— TAREAS —
- a) Enumera todas las personas que se nombran en el cuerpo del artículo sobre la izquierda y el plurilingüismo, sin contar la firma.
- b) Responde en una frase a cada pregunta según el artículo sobre la izquierda y el plurilingüismo.
(i) ¿Cuántos diputados con carné del PCE hay en el Grupo Parlamentario Plurinacional del Congreso?
(ii) ¿Qué día de la semana arrancó la legislatura?
(iii) ¿Quiénes acuñaron el concepto de nación como conjunto de ciudadanos de un Estado?

::: TEXTO PROPORCIONADO

La izquierda neorromántica y el plurilingüismo

Kiko Rosique, 19 agosto 2023

Lo trágico de la nueva legislatura no es que la llave de casi todo la vaya a tener “un prófugo”. No se debería reducir a tal caricatura al líder de un movimiento político que siempre será ilegal mientras impere la actual Constitución española, pero que, a diferencia de cualquier otro delincuente, dejaría de serlo en el mismo momento en que Cataluña fuera independiente, una posibilidad histórica tan contingente como la España unida que nos han deparado los siglos.

Podemos quejarnos de que el poder siempre recaiga en la minoría casualmente decisiva, de que las decisiones en democracia se tomen como resultado de negociaciones, y por tanto de presiones y faroles pronunciados en el momento justo en una mesa, y no en consecuencia de un razonamiento lógico que lleva a una conclusión unívoca, como le gustaría a un racionalista como yo. Pero, resignados a que eso no hay quien lo cambie, para los años venideros se anuncia una cosa mucho peor.

Lo realmente desmoralizador es que la legislatura que arrancó el jueves convertirá en lugares comunes en toda España, repitiéndolos mil veces hasta que se den por supuestos y se prescinda de contrastar su fundamento, los mitos fundacionales de los nacionalismos, que son intrínsecamente contrarios a la esencia ideológica de la izquierda, por mucho que el PSOE los tenga que tragar ahora y que en Sumar y sus partidos se crean que unos y otra casan perfectamente entre sí.

Para empezar, la propia idea de nación. Los siete diputados con carné del PCE que hay en el bautizado como Grupo Parlamentario Plurinacional del Congreso, comenzando por Yolanda Díaz y Enrique Santiago, deberían saber, por ejemplo, que Rosa Luxemburg recriminó a los socialdemócratas alemanes que Marx ya había demostrado que la idea de nación era una construcción burguesa para diluir los intereses de clase. También tendrían que preguntarse con qué autoridad y coherencia pueden impugnar la concepción de la derecha de una nación monolítica española postulando a cambio otras naciones dentro de ella, que no tienen objetivamente más (ni menos) elementos con los que defender su existencia.

Ya habrá tiempo de ir desgranando todas las contradicciones internas en que incurre cualquier nacionalismo e invalidan el mismo concepto de nación, como ya detallé aquí, y de exponer por qué el debate entre si España es una sola nación o una nación de naciones me suena idéntico a como a cualquier ateo le resulta la discusión entre monoteísmo y politeísmo. De momento, me centraré en el aspecto que ha cobrado más actualidad por las primeras exigencias de Junts y ERC al Gobierno: el de las lenguas y su supuesta riqueza cultural.

Para los nacionalismos, las lenguas son decisivas desde que los prerrománticos alemanes quisieron señalarlas como el elemento definitorio de las naciones. Lo hacían, y esto es lo primero que hay que subrayar, en oposición a la nación entendida como conjunto de ciudadanos de un Estado, trascendiendo sus estamentos, que es como acuñaron el concepto los revolucionarios franceses. Los alemanes, en guerra con ellos y luego con su heredero, Napoleón, querían impedir que sus doctrinas, herederas de la Ilustración y por tanto precursoras de Marx y de todo lo que es el Occidente moderno, se expandieran por Europa.

::::::
::: EXTRACTO DE DATOS

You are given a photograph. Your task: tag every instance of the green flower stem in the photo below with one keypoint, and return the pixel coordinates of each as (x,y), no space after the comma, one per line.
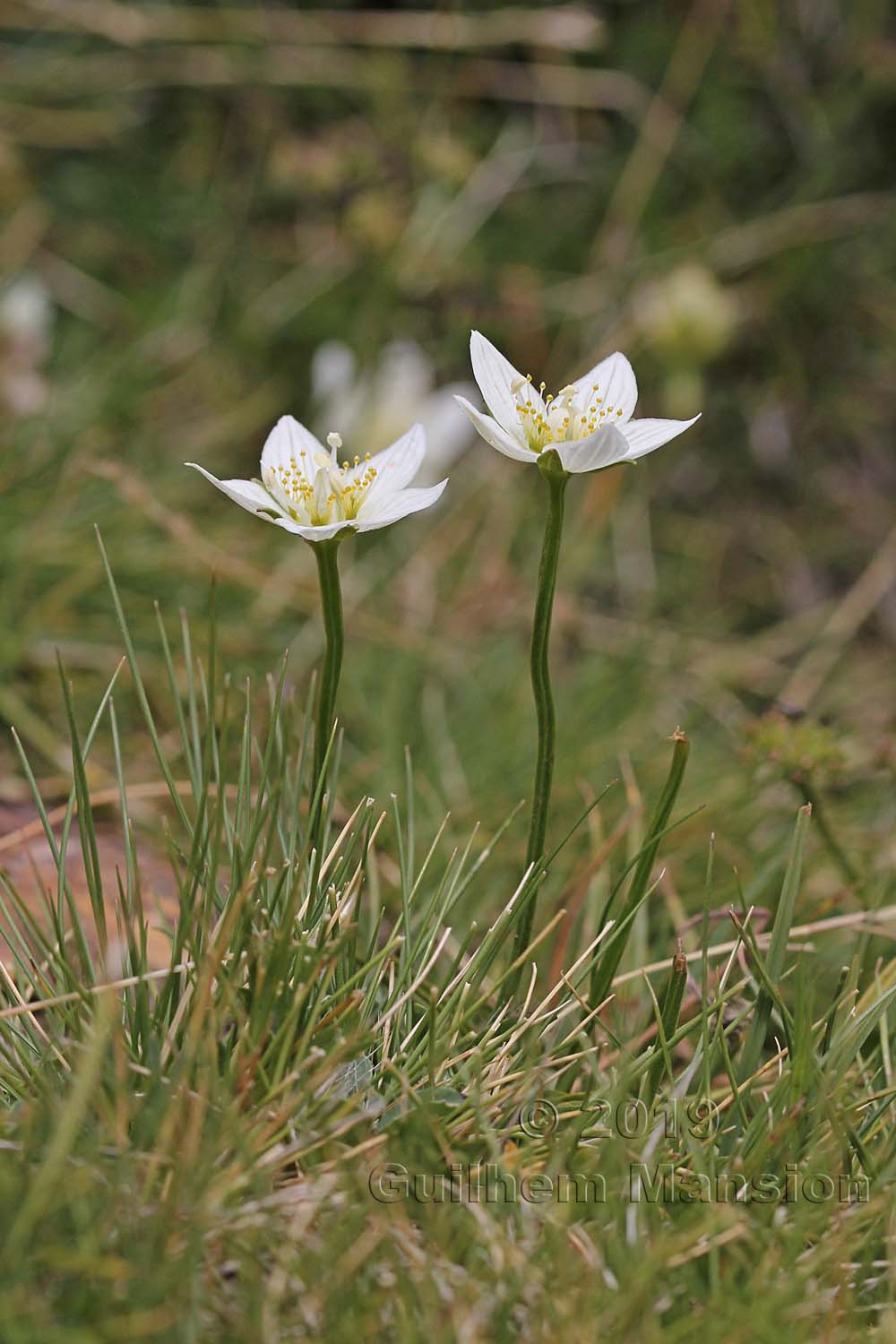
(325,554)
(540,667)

::::::

— RESPUESTAS POR TAREA —
- a)
Yolanda Díaz
Enrique Santiago
Rosa Luxemburg
Marx
Napoleón

- b)
(i) En ese grupo hay siete diputados con carné del PCE.
(ii) La legislatura arrancó el jueves.
(iii) Ese concepto lo acuñaron los revolucionarios franceses.